To be done:
Copy out the items from the line containing "Could you kindly indicate each instance of the car door" through the line containing "<point>879,454</point>", inclusive, keeping the request text as it is. Multiply every coordinate in the answers by 1.9, rounding each result to a whole number with halves rounded up.
--- BEGIN Records for this exercise ---
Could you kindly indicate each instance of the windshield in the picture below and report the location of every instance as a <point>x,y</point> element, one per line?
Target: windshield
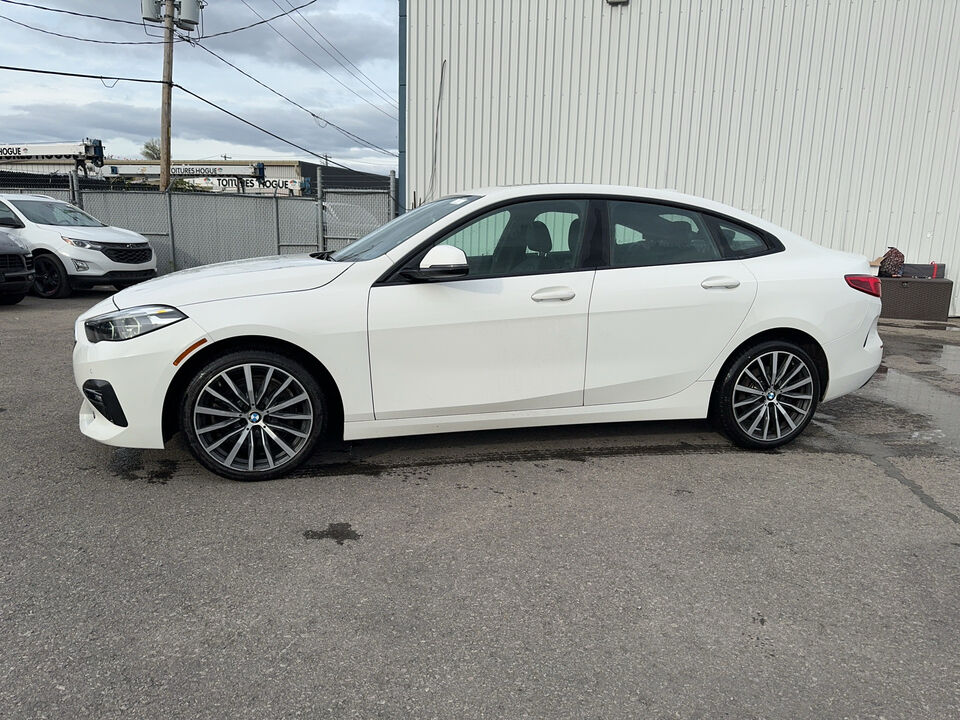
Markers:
<point>386,238</point>
<point>50,212</point>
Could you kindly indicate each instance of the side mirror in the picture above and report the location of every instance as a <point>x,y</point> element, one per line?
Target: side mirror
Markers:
<point>442,262</point>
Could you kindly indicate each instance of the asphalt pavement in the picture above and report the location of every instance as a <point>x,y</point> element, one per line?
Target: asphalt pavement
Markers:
<point>645,570</point>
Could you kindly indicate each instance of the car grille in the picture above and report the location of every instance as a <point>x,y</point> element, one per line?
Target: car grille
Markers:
<point>13,263</point>
<point>131,254</point>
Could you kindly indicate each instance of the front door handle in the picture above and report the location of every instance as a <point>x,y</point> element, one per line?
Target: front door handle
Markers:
<point>712,283</point>
<point>560,294</point>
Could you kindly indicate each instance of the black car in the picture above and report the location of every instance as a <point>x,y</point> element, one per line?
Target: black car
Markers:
<point>16,270</point>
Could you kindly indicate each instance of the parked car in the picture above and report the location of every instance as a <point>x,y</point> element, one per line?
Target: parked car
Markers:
<point>72,249</point>
<point>16,269</point>
<point>513,307</point>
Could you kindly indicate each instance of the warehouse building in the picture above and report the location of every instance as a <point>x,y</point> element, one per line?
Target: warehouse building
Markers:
<point>837,119</point>
<point>255,177</point>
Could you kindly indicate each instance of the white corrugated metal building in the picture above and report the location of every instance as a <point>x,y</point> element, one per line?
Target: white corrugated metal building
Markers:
<point>838,119</point>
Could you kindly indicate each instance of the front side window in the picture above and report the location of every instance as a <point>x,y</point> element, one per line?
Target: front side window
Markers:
<point>386,238</point>
<point>8,214</point>
<point>49,212</point>
<point>650,234</point>
<point>523,239</point>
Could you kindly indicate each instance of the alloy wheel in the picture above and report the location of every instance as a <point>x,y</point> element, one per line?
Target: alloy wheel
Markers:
<point>773,396</point>
<point>46,277</point>
<point>253,417</point>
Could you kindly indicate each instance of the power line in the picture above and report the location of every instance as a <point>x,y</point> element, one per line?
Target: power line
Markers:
<point>71,12</point>
<point>331,75</point>
<point>131,22</point>
<point>79,39</point>
<point>261,22</point>
<point>343,131</point>
<point>356,72</point>
<point>202,99</point>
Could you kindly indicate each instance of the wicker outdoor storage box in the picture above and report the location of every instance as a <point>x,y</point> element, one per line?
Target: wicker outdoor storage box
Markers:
<point>915,299</point>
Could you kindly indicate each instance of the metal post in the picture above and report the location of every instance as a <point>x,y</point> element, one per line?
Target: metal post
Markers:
<point>394,202</point>
<point>173,246</point>
<point>321,236</point>
<point>276,217</point>
<point>166,96</point>
<point>74,184</point>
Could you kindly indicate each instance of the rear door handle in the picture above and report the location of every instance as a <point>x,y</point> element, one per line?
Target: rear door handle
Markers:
<point>560,294</point>
<point>712,283</point>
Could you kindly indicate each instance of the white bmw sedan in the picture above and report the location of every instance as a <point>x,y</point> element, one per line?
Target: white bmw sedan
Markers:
<point>513,307</point>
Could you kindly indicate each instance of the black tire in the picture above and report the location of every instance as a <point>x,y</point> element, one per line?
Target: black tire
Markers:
<point>761,415</point>
<point>51,279</point>
<point>264,439</point>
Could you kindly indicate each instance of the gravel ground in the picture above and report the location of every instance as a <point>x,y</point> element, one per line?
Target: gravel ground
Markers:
<point>630,570</point>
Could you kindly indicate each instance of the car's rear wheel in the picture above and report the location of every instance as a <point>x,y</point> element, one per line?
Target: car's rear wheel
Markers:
<point>768,395</point>
<point>253,415</point>
<point>51,279</point>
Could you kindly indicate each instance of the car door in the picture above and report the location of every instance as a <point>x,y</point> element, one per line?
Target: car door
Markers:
<point>509,336</point>
<point>664,307</point>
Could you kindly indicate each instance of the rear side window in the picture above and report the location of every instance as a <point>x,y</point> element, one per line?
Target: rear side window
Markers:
<point>649,234</point>
<point>739,241</point>
<point>7,214</point>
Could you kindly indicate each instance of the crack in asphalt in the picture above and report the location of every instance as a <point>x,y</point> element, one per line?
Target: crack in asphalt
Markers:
<point>879,454</point>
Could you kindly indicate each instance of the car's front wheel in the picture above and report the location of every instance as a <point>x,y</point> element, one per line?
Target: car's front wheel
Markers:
<point>51,279</point>
<point>253,415</point>
<point>768,395</point>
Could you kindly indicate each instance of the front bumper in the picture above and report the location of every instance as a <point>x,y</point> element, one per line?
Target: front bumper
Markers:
<point>100,269</point>
<point>109,278</point>
<point>15,283</point>
<point>139,372</point>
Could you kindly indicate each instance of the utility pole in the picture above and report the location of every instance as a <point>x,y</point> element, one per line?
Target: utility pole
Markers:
<point>168,9</point>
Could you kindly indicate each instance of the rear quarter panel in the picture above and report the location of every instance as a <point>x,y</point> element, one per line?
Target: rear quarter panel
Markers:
<point>803,288</point>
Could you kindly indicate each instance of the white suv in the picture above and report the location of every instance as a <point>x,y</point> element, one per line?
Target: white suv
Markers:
<point>72,249</point>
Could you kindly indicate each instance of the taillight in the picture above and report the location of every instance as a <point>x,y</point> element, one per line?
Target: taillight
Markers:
<point>864,283</point>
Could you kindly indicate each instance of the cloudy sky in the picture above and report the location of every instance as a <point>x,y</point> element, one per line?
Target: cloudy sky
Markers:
<point>292,58</point>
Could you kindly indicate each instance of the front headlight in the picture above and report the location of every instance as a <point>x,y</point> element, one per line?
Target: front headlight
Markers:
<point>85,244</point>
<point>130,323</point>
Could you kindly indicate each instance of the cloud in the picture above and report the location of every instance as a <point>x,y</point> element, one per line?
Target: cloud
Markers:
<point>193,122</point>
<point>49,108</point>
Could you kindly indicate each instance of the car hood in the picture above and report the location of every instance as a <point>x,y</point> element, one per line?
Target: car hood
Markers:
<point>104,234</point>
<point>239,278</point>
<point>9,245</point>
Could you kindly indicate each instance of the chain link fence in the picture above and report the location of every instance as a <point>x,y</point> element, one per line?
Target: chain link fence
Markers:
<point>350,214</point>
<point>191,229</point>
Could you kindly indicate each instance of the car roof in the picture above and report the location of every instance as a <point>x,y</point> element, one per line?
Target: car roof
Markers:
<point>28,196</point>
<point>670,196</point>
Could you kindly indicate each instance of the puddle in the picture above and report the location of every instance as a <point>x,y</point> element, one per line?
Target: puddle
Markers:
<point>126,462</point>
<point>335,531</point>
<point>921,398</point>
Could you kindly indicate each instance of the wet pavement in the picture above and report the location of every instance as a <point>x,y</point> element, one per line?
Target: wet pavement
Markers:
--- END Records for this exercise ---
Final answer:
Could you kindly indicate each instance of the car door in the picture above and report the location of every instance as a <point>x,y</point> element, one per line?
Target: car door
Markers:
<point>967,638</point>
<point>1262,583</point>
Could you kindly indicate each instance of the rear side window in the picture above and report the location of every instance as a <point>x,y</point> element, one per line?
Target: rear side window
Markers:
<point>1233,445</point>
<point>1404,458</point>
<point>13,407</point>
Could you kindly indicate each instance of the crack in asphalt in the picture above and report the location of every instance as a <point>x,y</point> element, one per line?
Target: crack in asphalt
Markers:
<point>1670,863</point>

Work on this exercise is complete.